**Work task 1**
In the passage on acupuncture for gastroparesis, transcribe the text from "According to the" to "meridians and organs." word for word.
**Work task 2**
According to the passage on acupuncture for gastroparesis, which acupuncture point is thought to resolve stomach "fullness or stuffiness"?
***** Excerpted text *****
According to the principles of TCM, the management of symptoms related to gastroparesis are attributed to the stagnation of energy flow through the spleen meridian. Commonly used acupuncture points for the treatment of gastrointestinal symptoms are: Zhongwhan (CV 12), which is thought to resolve stomach “fullness or stuffiness”; Zusanli (ST 36) to increase gastrointestinal motility by increasing Qi, and Neiguan (PC 6), which regulates Qi and can bring comfort to the chest. Other points used for the treatment of symptoms related to gastroparesis include Liangmen (ST21) and Sanyinjiao (SP6). Thus, with the proper placement and insertion of needles for defined periods of time and frequency that stagnant Qi can be dispersed, and deficient Qi boosted (tonified) as a result of manipulating the flow of Qi on the involved meridians and organs.
***** Provided information *****
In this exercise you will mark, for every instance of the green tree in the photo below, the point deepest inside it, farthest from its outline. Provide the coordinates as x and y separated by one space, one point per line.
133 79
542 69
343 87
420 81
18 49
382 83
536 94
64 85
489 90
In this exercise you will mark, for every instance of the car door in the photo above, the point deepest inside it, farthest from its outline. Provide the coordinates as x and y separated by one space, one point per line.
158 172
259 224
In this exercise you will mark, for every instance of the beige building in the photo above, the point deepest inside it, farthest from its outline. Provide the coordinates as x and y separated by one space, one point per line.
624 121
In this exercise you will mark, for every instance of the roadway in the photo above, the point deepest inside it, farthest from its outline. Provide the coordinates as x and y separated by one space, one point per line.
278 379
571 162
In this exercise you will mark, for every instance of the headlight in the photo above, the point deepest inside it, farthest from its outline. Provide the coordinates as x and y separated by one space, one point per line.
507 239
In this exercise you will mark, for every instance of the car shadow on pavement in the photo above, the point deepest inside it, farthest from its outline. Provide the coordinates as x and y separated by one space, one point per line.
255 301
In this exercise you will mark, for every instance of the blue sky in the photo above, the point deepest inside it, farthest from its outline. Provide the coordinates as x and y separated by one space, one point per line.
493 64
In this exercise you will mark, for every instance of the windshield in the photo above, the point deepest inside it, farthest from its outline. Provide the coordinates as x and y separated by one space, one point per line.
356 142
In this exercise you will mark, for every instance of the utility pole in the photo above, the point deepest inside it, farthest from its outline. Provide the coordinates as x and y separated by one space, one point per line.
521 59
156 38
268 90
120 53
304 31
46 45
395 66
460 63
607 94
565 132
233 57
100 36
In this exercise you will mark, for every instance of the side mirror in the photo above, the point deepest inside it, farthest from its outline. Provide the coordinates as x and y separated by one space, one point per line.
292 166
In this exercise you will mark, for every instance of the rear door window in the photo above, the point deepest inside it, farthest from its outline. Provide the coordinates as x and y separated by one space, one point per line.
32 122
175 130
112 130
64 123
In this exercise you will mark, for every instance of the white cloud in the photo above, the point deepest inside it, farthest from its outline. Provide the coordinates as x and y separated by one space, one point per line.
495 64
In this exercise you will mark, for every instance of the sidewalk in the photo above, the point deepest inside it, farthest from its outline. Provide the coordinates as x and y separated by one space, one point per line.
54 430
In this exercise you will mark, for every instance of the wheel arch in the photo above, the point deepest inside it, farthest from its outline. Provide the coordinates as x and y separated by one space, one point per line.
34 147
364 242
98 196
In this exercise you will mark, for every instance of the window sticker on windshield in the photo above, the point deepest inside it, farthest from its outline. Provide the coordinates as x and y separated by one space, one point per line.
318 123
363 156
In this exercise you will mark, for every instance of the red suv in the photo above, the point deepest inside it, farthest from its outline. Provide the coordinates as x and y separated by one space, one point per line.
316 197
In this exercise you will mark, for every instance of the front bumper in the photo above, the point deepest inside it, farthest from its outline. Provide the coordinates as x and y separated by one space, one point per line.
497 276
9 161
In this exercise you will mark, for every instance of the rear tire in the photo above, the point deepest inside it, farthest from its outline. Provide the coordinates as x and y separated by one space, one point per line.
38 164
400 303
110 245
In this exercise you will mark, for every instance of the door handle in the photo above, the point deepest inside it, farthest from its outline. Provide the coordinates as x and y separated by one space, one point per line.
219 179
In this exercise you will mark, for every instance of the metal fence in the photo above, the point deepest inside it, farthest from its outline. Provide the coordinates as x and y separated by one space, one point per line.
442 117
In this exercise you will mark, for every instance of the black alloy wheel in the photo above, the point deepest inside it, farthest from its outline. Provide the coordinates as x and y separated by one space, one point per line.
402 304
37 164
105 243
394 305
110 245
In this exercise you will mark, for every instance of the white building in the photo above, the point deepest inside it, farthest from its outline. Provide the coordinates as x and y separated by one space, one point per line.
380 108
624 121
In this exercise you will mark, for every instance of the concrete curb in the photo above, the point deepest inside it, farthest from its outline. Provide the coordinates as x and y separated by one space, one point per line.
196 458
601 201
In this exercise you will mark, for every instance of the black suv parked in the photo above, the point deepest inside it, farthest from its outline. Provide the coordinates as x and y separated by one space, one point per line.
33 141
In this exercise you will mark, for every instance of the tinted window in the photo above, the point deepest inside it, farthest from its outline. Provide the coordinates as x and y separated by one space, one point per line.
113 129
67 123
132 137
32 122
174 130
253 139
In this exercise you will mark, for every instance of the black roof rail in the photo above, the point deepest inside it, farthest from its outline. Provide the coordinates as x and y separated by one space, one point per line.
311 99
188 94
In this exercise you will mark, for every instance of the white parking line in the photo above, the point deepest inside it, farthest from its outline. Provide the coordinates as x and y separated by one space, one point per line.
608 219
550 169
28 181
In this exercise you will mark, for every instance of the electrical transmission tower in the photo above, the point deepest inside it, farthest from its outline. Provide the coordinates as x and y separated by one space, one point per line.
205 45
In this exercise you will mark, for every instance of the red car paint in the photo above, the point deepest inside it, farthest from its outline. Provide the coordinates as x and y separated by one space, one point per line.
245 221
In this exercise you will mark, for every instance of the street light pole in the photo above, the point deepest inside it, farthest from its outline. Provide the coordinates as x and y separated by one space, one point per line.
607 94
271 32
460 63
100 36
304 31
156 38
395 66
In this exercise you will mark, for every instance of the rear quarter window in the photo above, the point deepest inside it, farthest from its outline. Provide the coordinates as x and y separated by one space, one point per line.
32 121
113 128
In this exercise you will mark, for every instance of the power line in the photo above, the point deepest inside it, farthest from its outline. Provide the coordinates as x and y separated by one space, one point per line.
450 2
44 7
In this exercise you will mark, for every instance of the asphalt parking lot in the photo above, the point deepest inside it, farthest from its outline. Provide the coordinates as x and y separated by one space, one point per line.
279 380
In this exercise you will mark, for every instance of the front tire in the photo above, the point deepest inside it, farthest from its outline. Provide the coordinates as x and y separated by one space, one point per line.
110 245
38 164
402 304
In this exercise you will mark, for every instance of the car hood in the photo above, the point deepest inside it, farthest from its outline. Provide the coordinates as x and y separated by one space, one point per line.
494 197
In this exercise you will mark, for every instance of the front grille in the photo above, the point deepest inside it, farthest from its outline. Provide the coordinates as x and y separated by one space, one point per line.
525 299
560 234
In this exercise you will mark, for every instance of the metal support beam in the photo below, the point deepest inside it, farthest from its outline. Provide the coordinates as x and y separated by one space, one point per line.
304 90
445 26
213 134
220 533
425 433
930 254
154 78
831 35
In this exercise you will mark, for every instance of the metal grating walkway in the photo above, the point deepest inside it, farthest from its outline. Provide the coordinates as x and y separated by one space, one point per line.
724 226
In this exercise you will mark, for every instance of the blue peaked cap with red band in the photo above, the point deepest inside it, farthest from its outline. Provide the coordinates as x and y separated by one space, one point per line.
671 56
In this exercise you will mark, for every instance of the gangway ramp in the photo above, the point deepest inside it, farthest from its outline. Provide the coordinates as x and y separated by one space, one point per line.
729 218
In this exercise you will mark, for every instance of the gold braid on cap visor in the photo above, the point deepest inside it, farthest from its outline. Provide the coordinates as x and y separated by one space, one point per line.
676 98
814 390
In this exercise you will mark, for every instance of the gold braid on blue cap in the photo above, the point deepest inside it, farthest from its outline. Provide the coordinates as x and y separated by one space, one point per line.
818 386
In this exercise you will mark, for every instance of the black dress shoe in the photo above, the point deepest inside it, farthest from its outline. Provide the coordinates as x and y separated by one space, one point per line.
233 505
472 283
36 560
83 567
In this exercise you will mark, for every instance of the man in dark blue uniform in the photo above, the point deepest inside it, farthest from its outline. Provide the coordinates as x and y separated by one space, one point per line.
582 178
*****
**Response box 1**
According to the principles of TCM, the management of symptoms related to gastroparesis are attributed to the stagnation of energy flow through the spleen meridian. Commonly used acupuncture points for the treatment of gastrointestinal symptoms are: Zhongwhan (CV 12), which is thought to resolve stomach “fullness or stuffiness”; Zusanli (ST 36) to increase gastrointestinal motility by increasing Qi, and Neiguan (PC 6), which regulates Qi and can bring comfort to the chest. Other points used for the treatment of symptoms related to gastroparesis include Liangmen (ST21) and Sanyinjiao (SP6). Thus, with the proper placement and insertion of needles for defined periods of time and frequency that stagnant Qi can be dispersed, and deficient Qi boosted (tonified) as a result of manipulating the flow of Qi on the involved meridians and organs.

**Response box 2**
Zhongwhan (CV 12).